_DOCUMENT EXTRACT_

◆ ◆ ◆ ◆ ◆ ◆ ◆

I'm Kelsy. I'm a nurse. I work the night shift on a crazy surgical unit and you would not believe the stuff that happens when sick people sleep. To hear more about that and other stories read on....

Friday, August 19, 2011

Tonight

Tonight I rode my bike out on the paved trail along the waters edge.  I packed a dinner consisting of a sandwich, apple, licorice and soda.  I rode out to the spot where you can get a direct view of the mountains, the angle of the sun setting just right.  I sat down on the bench there and ate.  After finishing my delicious apple, I sat and waited.  I watched the sweet couples stroll by, hand in hand.  The sweet old lady walking her little dog.  The skinny biker men fly by on their wafer-thin bikes.  I waited for the sun to set.  I had timed it just right, and now it was time to just be.

◆ ◆ ◆ ◆ ◆ ◆ ◆

_TASK STATEMENT_
Write out the part of the bike ride post that opens with the words containing "I'm Kelsy. I'm" and closes with "to just be.", swapping "bench" for "log".

◆ ◆ ◆ ◆ ◆ ◆ ◆

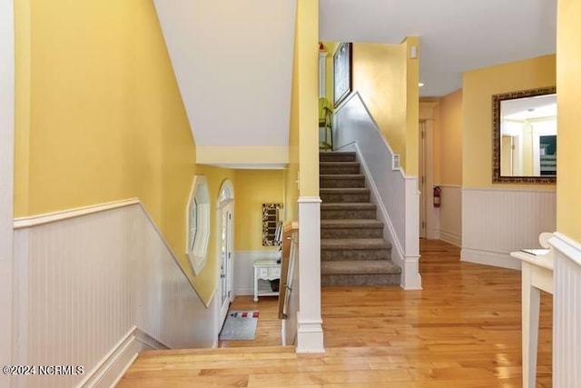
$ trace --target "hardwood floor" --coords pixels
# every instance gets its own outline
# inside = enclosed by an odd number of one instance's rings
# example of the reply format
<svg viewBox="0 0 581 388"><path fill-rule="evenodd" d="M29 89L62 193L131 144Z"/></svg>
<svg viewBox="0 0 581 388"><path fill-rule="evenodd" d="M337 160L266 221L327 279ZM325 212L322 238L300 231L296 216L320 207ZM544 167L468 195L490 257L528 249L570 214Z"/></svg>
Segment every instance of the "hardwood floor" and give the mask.
<svg viewBox="0 0 581 388"><path fill-rule="evenodd" d="M520 272L460 263L439 241L421 254L422 291L323 289L325 354L275 346L276 299L239 296L231 309L260 310L255 341L144 352L118 386L521 387ZM541 303L537 387L548 388L552 296Z"/></svg>

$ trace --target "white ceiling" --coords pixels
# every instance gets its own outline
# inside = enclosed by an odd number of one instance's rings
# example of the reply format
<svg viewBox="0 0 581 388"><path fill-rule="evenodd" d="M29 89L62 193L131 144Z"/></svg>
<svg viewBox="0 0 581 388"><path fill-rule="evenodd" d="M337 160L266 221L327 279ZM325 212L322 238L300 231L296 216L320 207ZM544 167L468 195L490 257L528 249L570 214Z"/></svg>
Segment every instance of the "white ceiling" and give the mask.
<svg viewBox="0 0 581 388"><path fill-rule="evenodd" d="M462 86L462 73L555 54L556 0L320 0L320 38L399 44L419 36L421 96Z"/></svg>

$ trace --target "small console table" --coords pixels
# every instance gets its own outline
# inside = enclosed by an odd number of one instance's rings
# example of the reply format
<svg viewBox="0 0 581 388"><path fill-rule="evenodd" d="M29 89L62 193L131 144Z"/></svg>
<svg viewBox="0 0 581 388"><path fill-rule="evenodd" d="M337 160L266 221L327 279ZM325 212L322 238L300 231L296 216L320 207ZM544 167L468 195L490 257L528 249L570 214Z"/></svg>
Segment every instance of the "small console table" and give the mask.
<svg viewBox="0 0 581 388"><path fill-rule="evenodd" d="M523 387L534 388L537 378L537 346L540 290L553 293L553 253L548 244L551 234L541 234L539 242L547 249L513 252L522 263Z"/></svg>
<svg viewBox="0 0 581 388"><path fill-rule="evenodd" d="M259 296L277 296L278 291L272 291L271 280L281 279L281 264L275 259L254 261L254 302ZM280 287L280 285L279 285Z"/></svg>

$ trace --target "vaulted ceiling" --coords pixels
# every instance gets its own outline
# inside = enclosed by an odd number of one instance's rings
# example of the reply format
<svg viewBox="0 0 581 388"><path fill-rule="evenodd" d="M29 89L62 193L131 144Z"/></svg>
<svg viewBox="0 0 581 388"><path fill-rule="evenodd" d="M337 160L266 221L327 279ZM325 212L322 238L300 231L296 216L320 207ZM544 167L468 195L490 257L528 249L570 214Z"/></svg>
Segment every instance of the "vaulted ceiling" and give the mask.
<svg viewBox="0 0 581 388"><path fill-rule="evenodd" d="M154 0L198 163L284 165L296 0ZM422 96L462 73L554 54L556 0L320 0L320 38L419 36Z"/></svg>
<svg viewBox="0 0 581 388"><path fill-rule="evenodd" d="M423 96L462 85L462 73L547 54L556 0L320 0L320 37L399 44L419 36Z"/></svg>

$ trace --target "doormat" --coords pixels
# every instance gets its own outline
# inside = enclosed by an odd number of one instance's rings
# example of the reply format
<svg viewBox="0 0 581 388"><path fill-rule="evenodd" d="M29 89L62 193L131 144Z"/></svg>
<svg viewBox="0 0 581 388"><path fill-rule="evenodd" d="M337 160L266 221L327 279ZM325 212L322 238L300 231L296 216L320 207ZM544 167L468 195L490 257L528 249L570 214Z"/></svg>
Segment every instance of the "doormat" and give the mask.
<svg viewBox="0 0 581 388"><path fill-rule="evenodd" d="M231 311L220 333L222 341L253 340L258 324L258 311Z"/></svg>

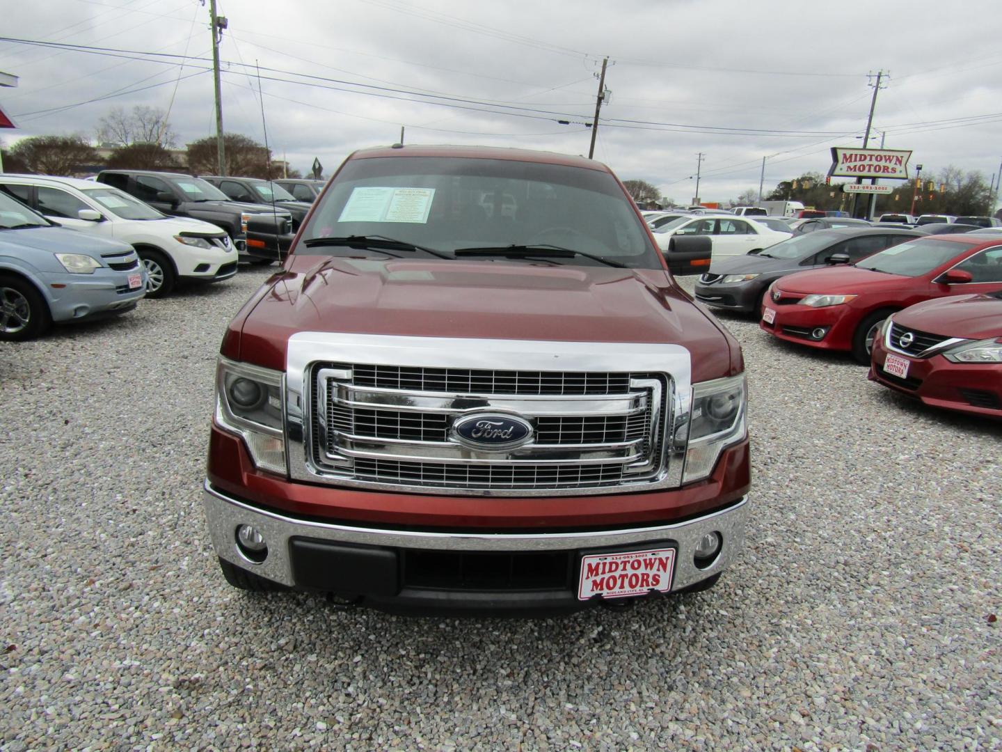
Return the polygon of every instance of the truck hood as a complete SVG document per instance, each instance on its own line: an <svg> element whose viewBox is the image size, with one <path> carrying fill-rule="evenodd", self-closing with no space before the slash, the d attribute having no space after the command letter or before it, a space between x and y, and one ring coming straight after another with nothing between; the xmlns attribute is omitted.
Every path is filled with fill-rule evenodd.
<svg viewBox="0 0 1002 752"><path fill-rule="evenodd" d="M298 332L682 345L693 380L735 372L736 345L663 270L294 254L246 315L239 357L284 369Z"/></svg>
<svg viewBox="0 0 1002 752"><path fill-rule="evenodd" d="M942 337L972 340L1002 337L1002 293L926 301L896 313L894 320L906 329Z"/></svg>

◆ ◆ ◆ ◆ ◆ ◆ ◆

_OUTPUT OF THE EXERCISE_
I'm Kelsy. I'm a nurse. I work the night shift on a crazy surgical unit and you would not believe the stuff that happens when sick people sleep. To hear more about that and other stories read on....

Friday, August 19, 2011

Tonight

Tonight I rode my bike out on the paved trail along the waters edge.  I packed a dinner consisting of a sandwich, apple, licorice and soda.  I rode out to the spot where you can get a direct view of the mountains, the angle of the sun setting just right.  I sat down on the log there and ate.  After finishing my delicious apple, I sat and waited.  I watched the sweet couples stroll by, hand in hand.  The sweet old lady walking her little dog.  The skinny biker men fly by on their wafer-thin bikes.  I waited for the sun to set.  I had timed it just right, and now it was time to just be.